What the task asks - Summarize the text on tissue factor pathway inhibitor below in two sentences.

Selected text -
The endothelium is a major source of tissue factor pathway inhibitor (TFPI), the endogenous regulator of TF-induced coagulation, and a significant proportion of the expressed TFPI remains associated with the endothelial surface.


Phosphatidylinositol-specific phospholipase C (PI-PLC) treatment reduced TFPI at the surface of cultured endothelial cells by approximately 80%, and at least a portion of the TFPI released by PI-PLC contained an intrinsic glycosylphosphatidylinositol (GPI) anchor that is recognized by anti-crossreactive determinant antibodies. Endothelial cells express both of the alternatively spliced forms of TFPI mRNA at a ratio of TFPIbeta/TFPIalpha mRNA of approximately 0.1 to 0.2. In Chinese hamster ovary (CHO) cells, TFPIalpha is predominantly secreted, whereas TFPIbeta is a GPI-anchored membrane protein. Like TFPIbeta, the small proportion of the TFPIalpha expressed by CHO cells that remains surface associated is also released by PI-PLC treatment, suggesting that it is bound to a separate GPI-anchored protein(s) at the surface of the cells.


Both direct (TFPIbeta) and indirect (TFPIalpha) GPI-mediated membrane anchorage is involved in localizing TFPI to the surface of cells.

Dataset -
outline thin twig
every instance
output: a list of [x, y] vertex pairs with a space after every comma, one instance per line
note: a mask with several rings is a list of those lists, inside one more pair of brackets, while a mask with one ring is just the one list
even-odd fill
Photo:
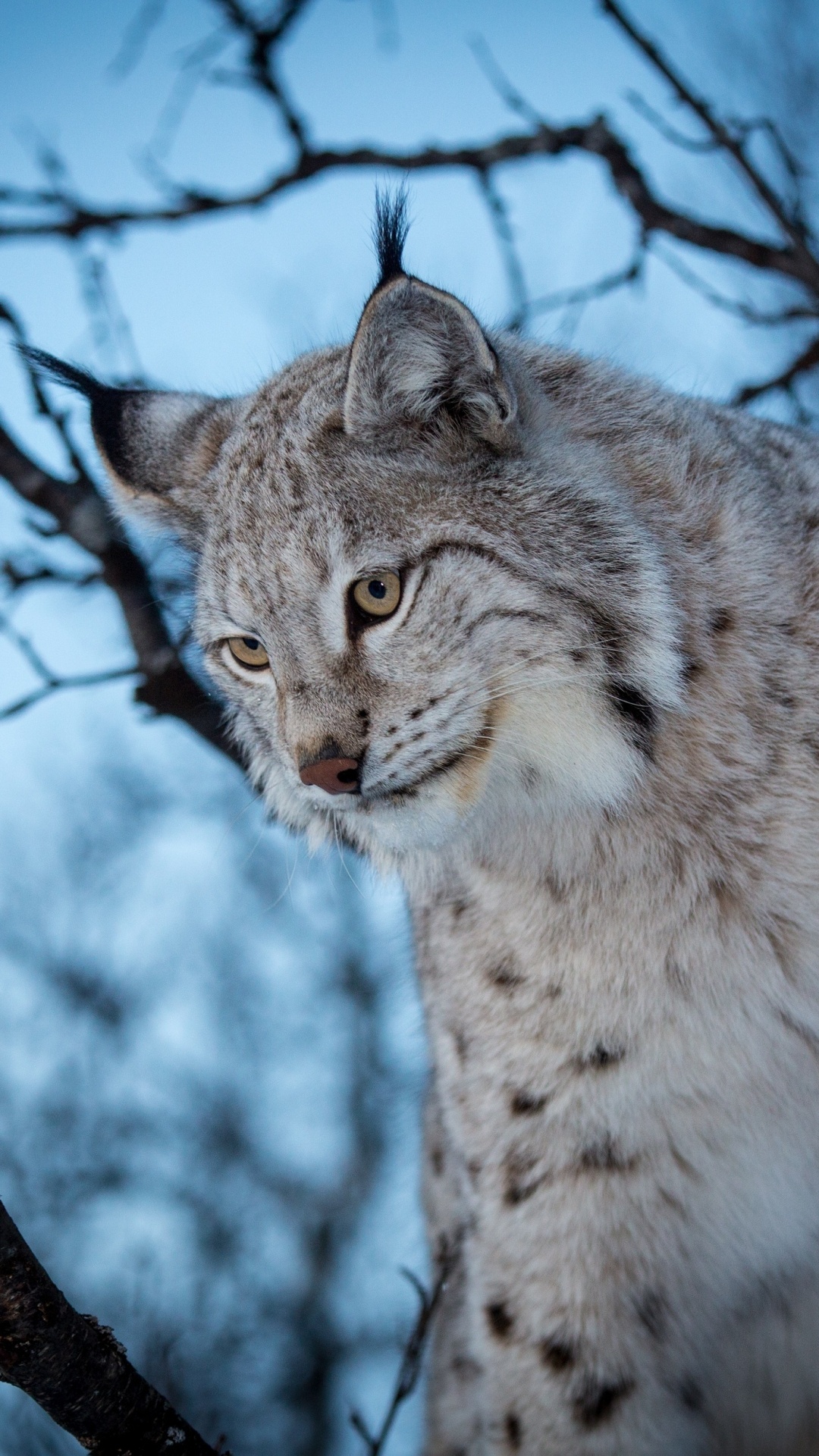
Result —
[[700, 121], [714, 141], [723, 149], [723, 151], [727, 151], [729, 156], [733, 157], [737, 167], [756, 192], [756, 197], [765, 204], [771, 217], [777, 220], [785, 237], [790, 239], [796, 253], [803, 261], [806, 274], [810, 275], [815, 285], [819, 287], [819, 261], [807, 248], [804, 226], [799, 217], [794, 217], [793, 213], [784, 207], [781, 197], [751, 160], [745, 149], [746, 138], [742, 134], [737, 135], [729, 125], [726, 125], [726, 122], [720, 121], [710, 102], [707, 102], [704, 96], [697, 95], [694, 87], [683, 80], [676, 67], [673, 67], [667, 57], [663, 55], [659, 45], [637, 28], [618, 0], [600, 0], [600, 7], [605, 15], [609, 15], [616, 25], [619, 25], [621, 31], [624, 31], [637, 50], [643, 52], [654, 70], [667, 80], [678, 100], [681, 100], [683, 106], [688, 106], [695, 116], [700, 116]]
[[759, 380], [756, 384], [743, 384], [742, 389], [737, 389], [732, 399], [732, 405], [751, 405], [752, 400], [761, 399], [762, 395], [771, 395], [778, 389], [785, 390], [785, 393], [793, 393], [793, 384], [796, 380], [803, 374], [810, 374], [818, 367], [819, 335], [810, 339], [810, 344], [800, 349], [787, 368], [781, 370], [778, 374], [774, 374], [771, 379]]
[[506, 199], [501, 197], [494, 185], [491, 172], [479, 172], [478, 183], [481, 194], [487, 204], [490, 220], [500, 245], [500, 253], [506, 268], [506, 278], [509, 282], [509, 291], [512, 296], [512, 313], [507, 319], [507, 329], [513, 333], [520, 333], [526, 326], [526, 319], [529, 316], [529, 298], [526, 294], [526, 280], [523, 277], [523, 265], [517, 255], [517, 248], [514, 243], [514, 232], [512, 229], [512, 221], [509, 217], [509, 208]]
[[452, 1257], [444, 1255], [439, 1268], [439, 1275], [430, 1293], [427, 1293], [420, 1278], [415, 1274], [412, 1274], [411, 1270], [401, 1270], [401, 1273], [407, 1280], [410, 1280], [412, 1289], [418, 1296], [418, 1315], [415, 1318], [412, 1329], [410, 1331], [410, 1335], [407, 1337], [407, 1344], [404, 1345], [404, 1354], [401, 1357], [401, 1364], [398, 1367], [398, 1376], [395, 1380], [389, 1405], [386, 1408], [385, 1417], [377, 1431], [370, 1431], [360, 1411], [350, 1412], [350, 1424], [364, 1441], [369, 1456], [382, 1456], [382, 1452], [386, 1446], [386, 1440], [395, 1423], [395, 1417], [398, 1415], [398, 1411], [401, 1409], [404, 1402], [410, 1399], [412, 1390], [418, 1383], [431, 1322], [446, 1291], [446, 1286], [452, 1274], [452, 1267], [453, 1267]]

Exercise output - The endothelium is a major source of TFPI, the body's own regulator of TF-induced clotting, and much of this TFPI stays on the cell surface, where PI-PLC treatment cut it by about 80%. In CHO cells, TFPIbeta is itself a GPI-anchored membrane protein, while TFPIalpha is mostly secreted but partly appears bound to other GPI-anchored proteins, so both direct and indirect GPI anchoring place TFPI on cell surfaces.